What you return must match, exactly, the lines running from the one containing "Target: metallic silver top" to the end of the data, both included, and must contain no pictures.

Start of DATA SECTION

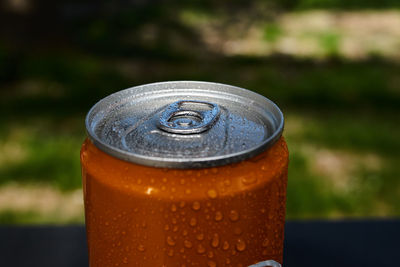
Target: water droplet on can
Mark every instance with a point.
(170, 241)
(233, 215)
(215, 241)
(240, 245)
(218, 216)
(212, 193)
(187, 244)
(196, 205)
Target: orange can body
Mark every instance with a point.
(230, 215)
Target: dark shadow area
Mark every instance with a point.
(307, 244)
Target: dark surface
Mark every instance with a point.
(308, 244)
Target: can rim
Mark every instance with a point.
(184, 163)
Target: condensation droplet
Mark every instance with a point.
(201, 249)
(240, 245)
(233, 215)
(171, 252)
(227, 182)
(170, 241)
(212, 193)
(173, 207)
(237, 231)
(193, 221)
(249, 179)
(200, 236)
(210, 254)
(187, 244)
(196, 205)
(218, 216)
(215, 241)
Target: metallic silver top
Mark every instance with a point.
(184, 124)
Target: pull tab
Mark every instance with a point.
(189, 117)
(269, 263)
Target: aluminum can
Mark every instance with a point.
(184, 174)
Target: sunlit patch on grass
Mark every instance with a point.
(39, 204)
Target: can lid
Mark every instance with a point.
(184, 124)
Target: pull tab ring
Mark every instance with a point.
(180, 120)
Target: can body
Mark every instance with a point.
(230, 215)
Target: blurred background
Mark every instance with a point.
(333, 66)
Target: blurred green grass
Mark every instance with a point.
(348, 109)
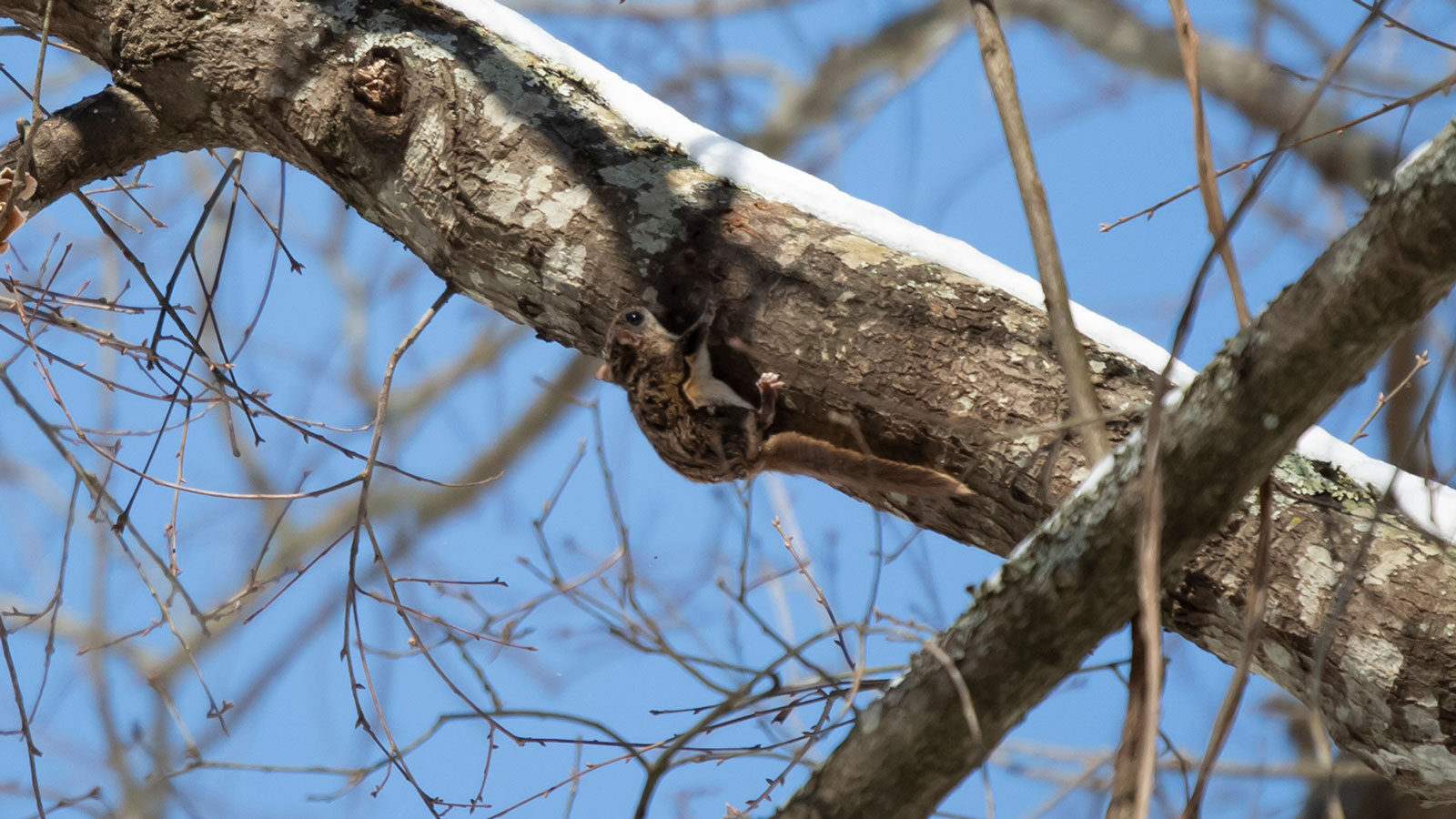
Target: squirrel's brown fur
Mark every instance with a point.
(705, 430)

End of DATA SECTION

> RESPONSE BOX:
Target: metallic silver top
Mark every instance with a point.
(184, 124)
Target: pull tab
Mark every instance with a point.
(189, 117)
(269, 263)
Target: aluminum can
Mark every instance with a point.
(184, 174)
Target: sunlit patch on grass
Mark every instance with a point.
(39, 204)
Target: can lid
Mark every instance with a point.
(184, 124)
Target: pull tab ring
Mark every instance with a point.
(180, 120)
Target: can body
Mark every instance with a point.
(230, 215)
Target: blurred background
Mark every instance with a point.
(333, 66)
Target: blurred green grass
Mark every instance with a point.
(348, 109)
Target: squirrel's brown fur
Mark every instance with a point.
(705, 430)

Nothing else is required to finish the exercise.